Pull out each line in the material below that contains the string "green".

▶

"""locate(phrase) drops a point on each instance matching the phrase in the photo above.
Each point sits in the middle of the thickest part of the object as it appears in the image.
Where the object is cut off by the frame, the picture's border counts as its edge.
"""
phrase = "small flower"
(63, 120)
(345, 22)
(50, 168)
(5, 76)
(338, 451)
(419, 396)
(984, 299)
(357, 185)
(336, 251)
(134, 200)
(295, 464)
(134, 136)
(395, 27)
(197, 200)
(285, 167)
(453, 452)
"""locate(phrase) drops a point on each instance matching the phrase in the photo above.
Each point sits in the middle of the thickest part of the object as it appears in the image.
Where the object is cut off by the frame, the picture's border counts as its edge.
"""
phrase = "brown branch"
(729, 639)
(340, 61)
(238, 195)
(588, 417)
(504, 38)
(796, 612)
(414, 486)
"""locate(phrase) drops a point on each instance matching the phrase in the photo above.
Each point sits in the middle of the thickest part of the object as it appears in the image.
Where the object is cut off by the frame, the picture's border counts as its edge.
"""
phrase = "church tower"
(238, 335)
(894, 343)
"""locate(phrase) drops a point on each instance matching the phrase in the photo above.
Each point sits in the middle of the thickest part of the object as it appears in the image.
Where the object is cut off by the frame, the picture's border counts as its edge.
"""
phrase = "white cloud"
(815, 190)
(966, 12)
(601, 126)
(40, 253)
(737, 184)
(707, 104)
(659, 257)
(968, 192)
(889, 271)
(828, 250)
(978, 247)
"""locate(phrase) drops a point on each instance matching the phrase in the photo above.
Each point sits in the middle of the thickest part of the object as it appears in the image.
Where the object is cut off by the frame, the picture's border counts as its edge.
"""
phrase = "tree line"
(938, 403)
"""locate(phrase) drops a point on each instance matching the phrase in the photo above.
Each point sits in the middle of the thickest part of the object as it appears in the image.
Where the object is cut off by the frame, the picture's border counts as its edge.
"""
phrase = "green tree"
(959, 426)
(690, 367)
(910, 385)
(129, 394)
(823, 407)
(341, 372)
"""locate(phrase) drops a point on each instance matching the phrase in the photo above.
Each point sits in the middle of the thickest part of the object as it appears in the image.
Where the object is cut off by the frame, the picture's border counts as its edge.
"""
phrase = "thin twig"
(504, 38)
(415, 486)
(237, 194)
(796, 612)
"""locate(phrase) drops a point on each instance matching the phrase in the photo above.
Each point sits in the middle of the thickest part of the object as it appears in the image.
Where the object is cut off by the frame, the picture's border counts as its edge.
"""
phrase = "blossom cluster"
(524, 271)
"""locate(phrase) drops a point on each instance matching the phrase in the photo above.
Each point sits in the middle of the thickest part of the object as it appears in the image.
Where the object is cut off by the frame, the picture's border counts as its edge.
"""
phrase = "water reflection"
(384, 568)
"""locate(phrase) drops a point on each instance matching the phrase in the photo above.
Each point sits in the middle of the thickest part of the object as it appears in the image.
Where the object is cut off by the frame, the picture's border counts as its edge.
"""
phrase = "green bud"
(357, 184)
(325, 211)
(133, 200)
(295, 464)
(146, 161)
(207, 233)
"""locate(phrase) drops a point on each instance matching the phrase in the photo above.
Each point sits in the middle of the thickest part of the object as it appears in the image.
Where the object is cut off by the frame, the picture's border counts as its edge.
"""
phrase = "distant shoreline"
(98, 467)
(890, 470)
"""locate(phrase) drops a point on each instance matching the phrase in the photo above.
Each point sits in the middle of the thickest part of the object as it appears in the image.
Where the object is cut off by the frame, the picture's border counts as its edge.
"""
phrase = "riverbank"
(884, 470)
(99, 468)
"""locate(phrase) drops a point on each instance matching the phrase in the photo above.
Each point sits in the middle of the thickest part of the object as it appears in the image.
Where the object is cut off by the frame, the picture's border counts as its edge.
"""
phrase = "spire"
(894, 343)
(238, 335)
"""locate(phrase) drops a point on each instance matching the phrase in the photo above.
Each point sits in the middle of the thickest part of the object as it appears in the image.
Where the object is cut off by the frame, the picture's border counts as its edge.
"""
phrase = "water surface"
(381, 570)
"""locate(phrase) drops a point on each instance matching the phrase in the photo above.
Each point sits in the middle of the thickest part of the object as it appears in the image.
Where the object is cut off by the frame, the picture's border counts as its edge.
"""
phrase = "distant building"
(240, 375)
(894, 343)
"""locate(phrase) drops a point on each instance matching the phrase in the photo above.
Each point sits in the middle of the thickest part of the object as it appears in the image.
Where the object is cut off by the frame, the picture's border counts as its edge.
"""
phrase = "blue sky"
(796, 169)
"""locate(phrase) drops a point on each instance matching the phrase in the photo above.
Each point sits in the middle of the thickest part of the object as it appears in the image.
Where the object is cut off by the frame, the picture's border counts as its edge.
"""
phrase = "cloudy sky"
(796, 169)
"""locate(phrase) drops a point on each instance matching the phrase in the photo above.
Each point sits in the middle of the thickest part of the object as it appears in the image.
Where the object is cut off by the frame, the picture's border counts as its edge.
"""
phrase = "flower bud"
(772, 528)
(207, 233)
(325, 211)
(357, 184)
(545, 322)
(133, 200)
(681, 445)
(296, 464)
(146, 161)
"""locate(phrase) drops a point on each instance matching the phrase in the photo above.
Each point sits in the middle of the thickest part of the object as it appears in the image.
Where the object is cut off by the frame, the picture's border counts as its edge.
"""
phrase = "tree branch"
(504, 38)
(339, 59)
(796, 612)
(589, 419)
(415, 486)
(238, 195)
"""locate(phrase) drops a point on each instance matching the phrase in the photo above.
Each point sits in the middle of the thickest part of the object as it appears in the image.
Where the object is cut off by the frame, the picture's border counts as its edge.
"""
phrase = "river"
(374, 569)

◀
▶

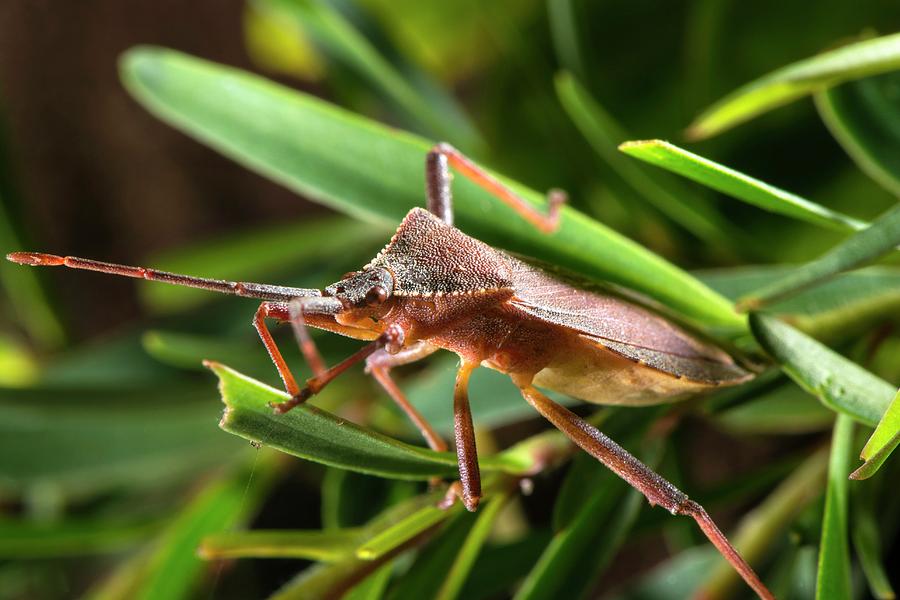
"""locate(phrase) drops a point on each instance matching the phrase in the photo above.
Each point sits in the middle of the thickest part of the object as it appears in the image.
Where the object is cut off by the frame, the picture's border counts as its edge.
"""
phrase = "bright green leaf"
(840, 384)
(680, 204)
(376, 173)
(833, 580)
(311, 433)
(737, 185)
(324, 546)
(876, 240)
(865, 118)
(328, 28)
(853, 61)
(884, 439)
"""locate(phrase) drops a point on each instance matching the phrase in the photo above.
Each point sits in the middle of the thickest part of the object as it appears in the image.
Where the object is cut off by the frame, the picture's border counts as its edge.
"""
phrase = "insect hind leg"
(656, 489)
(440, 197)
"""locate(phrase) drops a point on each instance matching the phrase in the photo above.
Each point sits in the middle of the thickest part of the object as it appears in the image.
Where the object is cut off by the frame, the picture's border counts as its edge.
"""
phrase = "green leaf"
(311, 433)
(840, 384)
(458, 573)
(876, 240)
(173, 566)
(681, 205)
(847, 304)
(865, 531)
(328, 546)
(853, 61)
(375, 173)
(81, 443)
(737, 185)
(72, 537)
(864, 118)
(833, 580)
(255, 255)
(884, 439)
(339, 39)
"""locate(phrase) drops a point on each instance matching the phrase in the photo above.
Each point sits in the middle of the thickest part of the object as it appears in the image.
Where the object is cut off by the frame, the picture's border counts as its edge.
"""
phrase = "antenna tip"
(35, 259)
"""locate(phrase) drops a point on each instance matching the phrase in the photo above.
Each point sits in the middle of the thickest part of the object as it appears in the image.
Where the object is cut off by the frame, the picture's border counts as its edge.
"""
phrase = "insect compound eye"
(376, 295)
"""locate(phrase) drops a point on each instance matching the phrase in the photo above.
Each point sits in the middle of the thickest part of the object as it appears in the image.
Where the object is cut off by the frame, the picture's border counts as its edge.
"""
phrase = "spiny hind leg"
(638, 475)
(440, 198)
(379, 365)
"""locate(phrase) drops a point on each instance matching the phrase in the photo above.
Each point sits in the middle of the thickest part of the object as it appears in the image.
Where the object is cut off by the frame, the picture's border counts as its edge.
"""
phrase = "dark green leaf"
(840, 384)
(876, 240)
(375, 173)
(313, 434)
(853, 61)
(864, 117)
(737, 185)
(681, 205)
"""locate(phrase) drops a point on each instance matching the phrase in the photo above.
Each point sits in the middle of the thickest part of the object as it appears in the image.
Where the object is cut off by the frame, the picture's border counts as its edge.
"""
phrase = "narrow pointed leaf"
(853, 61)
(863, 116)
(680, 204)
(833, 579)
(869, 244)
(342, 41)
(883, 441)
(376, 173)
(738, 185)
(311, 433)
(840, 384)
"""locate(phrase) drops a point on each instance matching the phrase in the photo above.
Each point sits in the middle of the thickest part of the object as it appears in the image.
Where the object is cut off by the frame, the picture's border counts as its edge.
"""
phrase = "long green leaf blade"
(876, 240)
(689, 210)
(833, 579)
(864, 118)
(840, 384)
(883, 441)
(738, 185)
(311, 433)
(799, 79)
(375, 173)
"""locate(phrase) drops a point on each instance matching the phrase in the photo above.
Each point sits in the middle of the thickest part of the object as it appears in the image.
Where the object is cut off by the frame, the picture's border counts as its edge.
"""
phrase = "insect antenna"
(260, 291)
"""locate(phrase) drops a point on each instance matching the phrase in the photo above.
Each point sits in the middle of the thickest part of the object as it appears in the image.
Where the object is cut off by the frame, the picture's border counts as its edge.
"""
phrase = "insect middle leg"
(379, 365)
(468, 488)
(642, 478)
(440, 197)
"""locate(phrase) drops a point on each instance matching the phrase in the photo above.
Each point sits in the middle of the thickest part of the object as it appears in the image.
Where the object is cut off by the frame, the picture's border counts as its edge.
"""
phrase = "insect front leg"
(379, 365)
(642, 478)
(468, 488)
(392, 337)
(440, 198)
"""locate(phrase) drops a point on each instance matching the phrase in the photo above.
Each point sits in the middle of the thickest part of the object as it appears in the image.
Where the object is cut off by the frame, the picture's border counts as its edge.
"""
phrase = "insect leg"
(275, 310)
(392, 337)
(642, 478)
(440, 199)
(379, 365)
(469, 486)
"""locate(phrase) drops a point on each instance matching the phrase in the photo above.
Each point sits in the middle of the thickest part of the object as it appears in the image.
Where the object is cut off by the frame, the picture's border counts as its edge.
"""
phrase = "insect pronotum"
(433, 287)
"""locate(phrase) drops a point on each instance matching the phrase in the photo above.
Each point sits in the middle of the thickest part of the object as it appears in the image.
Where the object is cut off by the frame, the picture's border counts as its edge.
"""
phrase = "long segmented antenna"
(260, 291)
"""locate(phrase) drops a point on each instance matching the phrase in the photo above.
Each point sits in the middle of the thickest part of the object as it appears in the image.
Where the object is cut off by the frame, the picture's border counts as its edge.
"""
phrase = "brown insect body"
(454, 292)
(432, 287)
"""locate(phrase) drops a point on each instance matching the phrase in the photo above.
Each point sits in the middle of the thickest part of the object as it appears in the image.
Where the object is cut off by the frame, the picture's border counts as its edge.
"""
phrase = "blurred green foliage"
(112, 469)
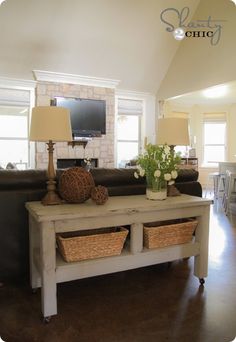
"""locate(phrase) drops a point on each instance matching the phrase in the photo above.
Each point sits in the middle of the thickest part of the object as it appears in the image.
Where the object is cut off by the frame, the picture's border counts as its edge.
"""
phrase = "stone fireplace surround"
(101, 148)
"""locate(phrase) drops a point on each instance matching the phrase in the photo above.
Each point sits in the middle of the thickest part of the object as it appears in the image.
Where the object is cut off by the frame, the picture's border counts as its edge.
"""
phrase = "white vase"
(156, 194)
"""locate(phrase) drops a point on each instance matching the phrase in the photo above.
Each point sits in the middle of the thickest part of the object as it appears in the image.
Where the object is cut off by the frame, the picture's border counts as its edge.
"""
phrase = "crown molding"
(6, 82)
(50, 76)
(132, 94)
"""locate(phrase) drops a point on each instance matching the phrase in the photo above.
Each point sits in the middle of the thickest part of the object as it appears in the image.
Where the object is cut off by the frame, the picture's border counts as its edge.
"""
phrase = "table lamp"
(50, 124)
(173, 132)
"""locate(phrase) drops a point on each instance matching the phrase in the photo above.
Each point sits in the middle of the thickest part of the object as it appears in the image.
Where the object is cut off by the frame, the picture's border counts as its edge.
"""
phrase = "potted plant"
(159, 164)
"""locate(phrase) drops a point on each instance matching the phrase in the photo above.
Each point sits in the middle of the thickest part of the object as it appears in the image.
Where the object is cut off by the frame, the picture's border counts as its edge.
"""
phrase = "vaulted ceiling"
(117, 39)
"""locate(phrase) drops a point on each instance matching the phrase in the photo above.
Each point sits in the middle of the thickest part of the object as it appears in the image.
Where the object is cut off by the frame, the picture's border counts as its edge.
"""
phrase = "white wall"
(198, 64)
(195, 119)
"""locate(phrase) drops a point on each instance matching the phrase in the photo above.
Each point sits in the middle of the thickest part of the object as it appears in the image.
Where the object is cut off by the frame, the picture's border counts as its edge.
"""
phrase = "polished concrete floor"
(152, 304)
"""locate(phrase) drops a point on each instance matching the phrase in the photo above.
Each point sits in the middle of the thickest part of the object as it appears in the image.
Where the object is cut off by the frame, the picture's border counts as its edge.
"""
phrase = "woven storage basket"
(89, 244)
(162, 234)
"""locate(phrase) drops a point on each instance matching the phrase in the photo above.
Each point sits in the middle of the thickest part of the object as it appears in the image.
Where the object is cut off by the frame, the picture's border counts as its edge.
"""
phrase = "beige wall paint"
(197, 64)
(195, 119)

◀
▶

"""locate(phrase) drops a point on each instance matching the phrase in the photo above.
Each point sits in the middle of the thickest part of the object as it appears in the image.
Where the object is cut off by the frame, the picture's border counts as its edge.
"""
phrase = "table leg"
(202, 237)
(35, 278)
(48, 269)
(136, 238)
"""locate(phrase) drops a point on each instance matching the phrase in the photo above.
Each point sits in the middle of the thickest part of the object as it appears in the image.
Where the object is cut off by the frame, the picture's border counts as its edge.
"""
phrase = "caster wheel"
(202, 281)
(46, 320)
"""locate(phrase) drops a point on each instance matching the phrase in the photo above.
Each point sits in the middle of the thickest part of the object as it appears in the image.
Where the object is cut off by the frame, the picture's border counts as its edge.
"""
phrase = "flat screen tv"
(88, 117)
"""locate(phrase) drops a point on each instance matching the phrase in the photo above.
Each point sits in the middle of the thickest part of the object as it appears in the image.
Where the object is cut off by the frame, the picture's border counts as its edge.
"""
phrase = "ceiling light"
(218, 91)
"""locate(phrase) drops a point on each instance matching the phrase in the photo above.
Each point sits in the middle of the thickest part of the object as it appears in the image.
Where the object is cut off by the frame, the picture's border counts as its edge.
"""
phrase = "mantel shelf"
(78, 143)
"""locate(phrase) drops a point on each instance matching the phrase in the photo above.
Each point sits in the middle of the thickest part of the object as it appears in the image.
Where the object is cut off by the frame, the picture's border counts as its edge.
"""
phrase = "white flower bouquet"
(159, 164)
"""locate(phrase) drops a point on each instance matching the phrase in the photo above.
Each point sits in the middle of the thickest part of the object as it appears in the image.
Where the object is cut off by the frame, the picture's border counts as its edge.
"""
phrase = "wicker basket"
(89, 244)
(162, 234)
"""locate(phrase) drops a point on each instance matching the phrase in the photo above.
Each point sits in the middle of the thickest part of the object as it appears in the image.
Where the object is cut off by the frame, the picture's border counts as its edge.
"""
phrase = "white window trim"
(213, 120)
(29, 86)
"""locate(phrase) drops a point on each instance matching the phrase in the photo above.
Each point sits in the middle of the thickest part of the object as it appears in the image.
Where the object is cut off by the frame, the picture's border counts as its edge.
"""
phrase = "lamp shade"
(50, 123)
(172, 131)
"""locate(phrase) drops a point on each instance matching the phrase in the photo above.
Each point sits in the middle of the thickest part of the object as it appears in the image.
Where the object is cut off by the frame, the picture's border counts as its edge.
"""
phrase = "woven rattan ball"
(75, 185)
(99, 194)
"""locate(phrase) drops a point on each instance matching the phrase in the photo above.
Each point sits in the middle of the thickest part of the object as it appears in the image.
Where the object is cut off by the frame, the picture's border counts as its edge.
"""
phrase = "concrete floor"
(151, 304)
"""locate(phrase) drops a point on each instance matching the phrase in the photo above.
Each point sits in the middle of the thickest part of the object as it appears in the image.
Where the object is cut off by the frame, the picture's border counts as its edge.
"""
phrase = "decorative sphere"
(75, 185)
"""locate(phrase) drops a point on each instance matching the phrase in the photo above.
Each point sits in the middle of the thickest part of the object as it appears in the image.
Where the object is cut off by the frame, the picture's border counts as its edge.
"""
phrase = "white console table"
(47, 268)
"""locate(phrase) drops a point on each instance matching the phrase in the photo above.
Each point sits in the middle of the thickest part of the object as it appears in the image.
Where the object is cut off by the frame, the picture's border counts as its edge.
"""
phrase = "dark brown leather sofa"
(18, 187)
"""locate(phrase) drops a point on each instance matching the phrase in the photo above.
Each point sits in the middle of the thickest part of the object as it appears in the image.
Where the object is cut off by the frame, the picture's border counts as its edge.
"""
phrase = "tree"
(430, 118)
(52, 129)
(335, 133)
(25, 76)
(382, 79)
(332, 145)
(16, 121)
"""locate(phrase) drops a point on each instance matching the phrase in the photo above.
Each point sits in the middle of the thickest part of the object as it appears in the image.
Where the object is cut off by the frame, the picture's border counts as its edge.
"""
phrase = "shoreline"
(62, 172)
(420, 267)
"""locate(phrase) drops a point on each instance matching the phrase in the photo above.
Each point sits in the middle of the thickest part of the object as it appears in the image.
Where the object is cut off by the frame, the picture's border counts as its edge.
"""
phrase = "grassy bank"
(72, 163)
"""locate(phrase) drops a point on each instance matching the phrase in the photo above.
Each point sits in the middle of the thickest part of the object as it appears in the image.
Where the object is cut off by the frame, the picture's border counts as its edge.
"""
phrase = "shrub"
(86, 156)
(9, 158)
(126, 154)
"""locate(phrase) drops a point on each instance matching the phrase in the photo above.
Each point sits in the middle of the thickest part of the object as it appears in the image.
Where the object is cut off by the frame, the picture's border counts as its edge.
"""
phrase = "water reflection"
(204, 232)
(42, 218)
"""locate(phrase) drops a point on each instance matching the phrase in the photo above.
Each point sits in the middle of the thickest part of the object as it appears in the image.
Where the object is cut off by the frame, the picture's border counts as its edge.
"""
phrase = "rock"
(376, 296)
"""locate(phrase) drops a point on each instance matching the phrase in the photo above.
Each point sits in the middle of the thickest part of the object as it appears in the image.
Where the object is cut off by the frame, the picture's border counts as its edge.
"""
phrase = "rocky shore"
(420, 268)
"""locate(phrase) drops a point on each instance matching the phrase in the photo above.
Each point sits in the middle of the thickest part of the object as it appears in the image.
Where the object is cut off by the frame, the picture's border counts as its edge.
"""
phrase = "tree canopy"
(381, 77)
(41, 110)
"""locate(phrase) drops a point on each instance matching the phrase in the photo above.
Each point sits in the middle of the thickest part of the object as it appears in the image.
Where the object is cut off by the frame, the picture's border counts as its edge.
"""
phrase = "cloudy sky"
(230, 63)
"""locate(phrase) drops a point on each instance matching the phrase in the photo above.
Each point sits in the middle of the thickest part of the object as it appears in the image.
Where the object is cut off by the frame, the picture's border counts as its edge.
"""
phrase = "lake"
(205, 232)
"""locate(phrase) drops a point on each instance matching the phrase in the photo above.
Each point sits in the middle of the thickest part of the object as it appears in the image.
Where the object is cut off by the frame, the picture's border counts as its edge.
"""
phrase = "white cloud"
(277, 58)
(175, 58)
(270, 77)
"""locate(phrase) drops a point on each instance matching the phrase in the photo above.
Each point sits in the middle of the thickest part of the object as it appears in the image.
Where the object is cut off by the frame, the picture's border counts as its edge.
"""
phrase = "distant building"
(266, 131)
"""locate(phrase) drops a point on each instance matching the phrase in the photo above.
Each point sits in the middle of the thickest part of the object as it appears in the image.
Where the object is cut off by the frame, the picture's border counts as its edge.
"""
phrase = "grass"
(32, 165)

◀

» **Full answer**
phrase = "green tree"
phrase = "green bud"
phrase = "bright green leaf"
phrase = "green leaf"
phrase = "dark green leaf"
phrase = "long green leaf blade"
phrase = "blurred green foliage"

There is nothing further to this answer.